— Start of PAGE EXTRACT —

For years, Airbnb has quietly given hosts the opportunity to offer short-term salvation to people forced out of their homes by emergencies, natural disasters and the refugee crisis but, captivated by the escalating refugee crisis in late 2015, it was inspired to create a new programme to unite these efforts under one umbrella. It’s not the first initiative like this to exist – UK-based charity Refugees at Home and SINGA in France, for example, do something similar – but it’s a new step for the homestay network and, considering its worldwide reach, could prove to be the quickest and most efficient way to house those in need. Open Homes helpfully addresses the difficulties they can encounter when sorting accommodation for their temporary “soft landing” in a new country, before they’ve sorted permanent housing.
Currently, in the UK, the situation facing asylum seekers (those who haven’t yet been granted refugee status) is “pretty grim”, says Rachel Mantell from Refugees at Home, which connects hosts with asylum seekers and refugees in a similar way to Open Homes. Most asylum seekers are entitled to accommodation provided by the National Asylum Support Service (NASS), which is dispersed around the country on a ‘no choice’ basis, and provided by third-party suppliers such as Serco. “It is often not great quality – dirty, crowded, far from support services, such as English lessons, in the cheapest and therefore most deprived parts of the country, and asylum seekers can be and are moved at short notice,” Mantell told Refinery29. Personal preference, including proximity to friends and community, isn’t taken into account except in very exceptional cases.
Strangely enough, Open Homes could prove to be even more crucial for those who have recently been granted refugee status, than for asylum seekers. In the UK, this is when people are most likely to become homeless, says Judith Dennis, policy manager at the Refugee Council. “Ironically, the worst problems occur just at the point when people are granted protection as a refugee. While people are going through the process of seeking asylum, they are given secure, albeit variable housing, but this support stops just 28 days after asylum has been granted.” What should be a time for rejoicing is therefore often the start of a new misery.

— End of PAGE EXTRACT —
— Start of DATASET EXTRACT —

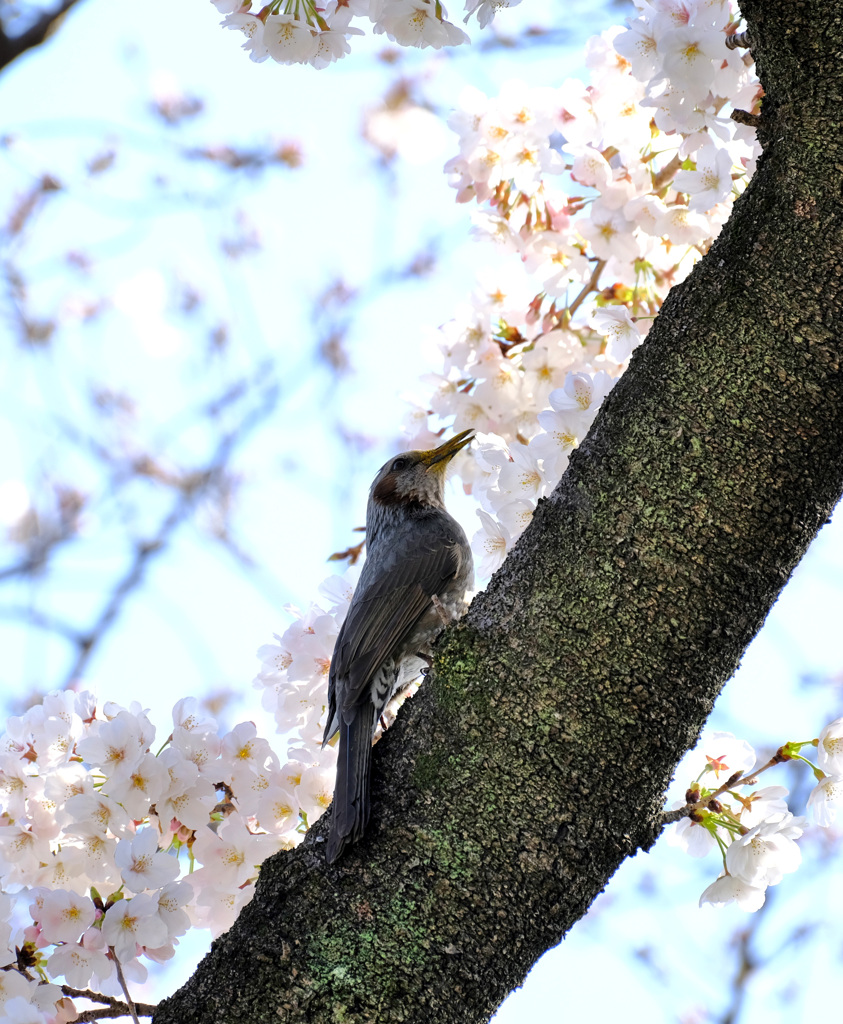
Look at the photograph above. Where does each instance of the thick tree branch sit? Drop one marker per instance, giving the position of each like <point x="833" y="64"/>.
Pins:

— End of DATASET EXTRACT —

▶ _EXERCISE A_:
According to the text on housing for refugees and asylum seekers, how soon after asylum is granted does housing support end?
▶ _EXERCISE B_:
Write the next part of the text on housing for refugees and asylum seekers, starting after its final sentence.
You can do without the listing.

▶ _REPLY A_:
It ends 28 days after asylum has been granted.

▶ _REPLY B_:
During these 28 days, refugees must find a job, get a national insurance number, register for any benefits they’re entitled to, and move out and find a new home – somewhere that will take housing benefit and is refugee-friendly. This can be difficult because of new regulations designed to create a hostile environment for those here illegally, which mean many landlords simply won’t rent to refugees for fear of falling foul of them. Often, language barriers and the sheer amount of paperwork required to secure a job and rental property can mean time gets the better of them and they end up homeless and destitute, Dennis says.
Open Homes could therefore be revolutionary for both refugees and asylum seekers coming to the UK, and plans are underway for its launch very soon. Joe Gebbia, one of Airbnb’s cofounders, told Refinery29 they “are currently working with local partners in the UK and hope to launch the programme there this summer”. Britain received over 38,500 asylum claims in 2016, the sixth highest number of applications in the EU, according to EU statistics office Eurostat, so there is potential for Open Homes to make a lot of difference.
Refugees already in the UK have welcomed the platform’s launch and believe it would be helpful for others forced to make the perilous journey here. Ammar Raad, 29, is a Syrian refugee who fled the country for his safety in August 2015. He spent 10 months in the Calais ‘Jungle’ before making the difficult journey across the channel to the UK to join his twin brother last July. When he arrived, he was detained for two weeks before being sent to a hostel in Cardiff, where he stayed for three months in “bad” conditions. When his asylum claim was granted in January 2017, he left Wales for London to study.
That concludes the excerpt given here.